Exercise details
Please copy out each line of the entries in which "face" appears.

- - - - - - -

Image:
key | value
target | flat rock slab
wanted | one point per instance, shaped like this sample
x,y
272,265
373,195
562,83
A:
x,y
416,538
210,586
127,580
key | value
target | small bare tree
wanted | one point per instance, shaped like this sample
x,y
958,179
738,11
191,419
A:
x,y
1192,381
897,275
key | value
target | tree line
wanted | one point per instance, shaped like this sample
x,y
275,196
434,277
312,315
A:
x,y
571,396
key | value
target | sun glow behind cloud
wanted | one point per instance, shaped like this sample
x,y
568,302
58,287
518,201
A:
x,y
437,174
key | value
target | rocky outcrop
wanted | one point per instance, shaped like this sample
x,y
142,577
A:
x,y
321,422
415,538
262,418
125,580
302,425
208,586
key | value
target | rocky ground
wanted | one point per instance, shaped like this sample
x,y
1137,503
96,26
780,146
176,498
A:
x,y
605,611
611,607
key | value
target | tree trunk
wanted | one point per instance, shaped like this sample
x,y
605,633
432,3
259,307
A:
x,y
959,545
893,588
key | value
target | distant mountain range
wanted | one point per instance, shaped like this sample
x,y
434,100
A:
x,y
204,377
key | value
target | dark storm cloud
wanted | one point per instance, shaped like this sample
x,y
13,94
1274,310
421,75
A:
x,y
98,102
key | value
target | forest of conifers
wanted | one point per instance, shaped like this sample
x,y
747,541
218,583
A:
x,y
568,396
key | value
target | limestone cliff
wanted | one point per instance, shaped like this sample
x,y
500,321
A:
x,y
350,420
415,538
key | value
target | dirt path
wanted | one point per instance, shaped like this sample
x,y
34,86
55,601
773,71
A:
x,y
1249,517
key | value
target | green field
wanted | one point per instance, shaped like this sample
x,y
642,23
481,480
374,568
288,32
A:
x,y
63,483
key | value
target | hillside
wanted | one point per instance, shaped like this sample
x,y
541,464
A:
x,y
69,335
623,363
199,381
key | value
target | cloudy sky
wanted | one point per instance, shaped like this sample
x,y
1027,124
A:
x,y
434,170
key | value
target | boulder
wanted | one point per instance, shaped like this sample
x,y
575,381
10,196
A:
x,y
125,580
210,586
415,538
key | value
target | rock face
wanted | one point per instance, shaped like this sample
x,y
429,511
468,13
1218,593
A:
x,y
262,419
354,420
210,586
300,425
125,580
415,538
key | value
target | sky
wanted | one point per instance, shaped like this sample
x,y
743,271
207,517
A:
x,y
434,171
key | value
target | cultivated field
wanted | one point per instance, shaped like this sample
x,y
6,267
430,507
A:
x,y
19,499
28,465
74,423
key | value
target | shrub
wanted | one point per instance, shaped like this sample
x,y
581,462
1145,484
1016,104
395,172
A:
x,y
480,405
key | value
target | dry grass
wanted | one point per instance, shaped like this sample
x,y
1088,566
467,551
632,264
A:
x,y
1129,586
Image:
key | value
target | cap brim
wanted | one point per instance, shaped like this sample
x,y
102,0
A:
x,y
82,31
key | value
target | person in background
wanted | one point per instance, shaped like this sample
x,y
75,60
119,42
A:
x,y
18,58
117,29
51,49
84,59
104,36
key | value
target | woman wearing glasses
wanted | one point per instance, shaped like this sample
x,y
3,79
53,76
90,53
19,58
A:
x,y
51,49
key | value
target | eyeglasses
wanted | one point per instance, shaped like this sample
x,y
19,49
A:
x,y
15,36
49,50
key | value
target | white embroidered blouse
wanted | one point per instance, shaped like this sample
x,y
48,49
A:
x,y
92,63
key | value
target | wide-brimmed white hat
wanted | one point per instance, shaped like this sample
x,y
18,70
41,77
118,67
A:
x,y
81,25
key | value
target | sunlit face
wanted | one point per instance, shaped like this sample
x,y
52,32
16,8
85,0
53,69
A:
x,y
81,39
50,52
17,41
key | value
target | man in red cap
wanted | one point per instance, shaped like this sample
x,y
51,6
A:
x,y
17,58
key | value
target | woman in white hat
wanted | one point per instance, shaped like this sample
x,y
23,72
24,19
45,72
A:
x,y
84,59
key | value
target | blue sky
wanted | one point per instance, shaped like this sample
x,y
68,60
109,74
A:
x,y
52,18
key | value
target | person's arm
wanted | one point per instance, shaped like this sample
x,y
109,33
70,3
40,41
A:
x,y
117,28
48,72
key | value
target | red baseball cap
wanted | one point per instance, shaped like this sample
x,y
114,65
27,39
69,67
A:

- - - - - - -

Answer section
target | rock face
target | sunlit face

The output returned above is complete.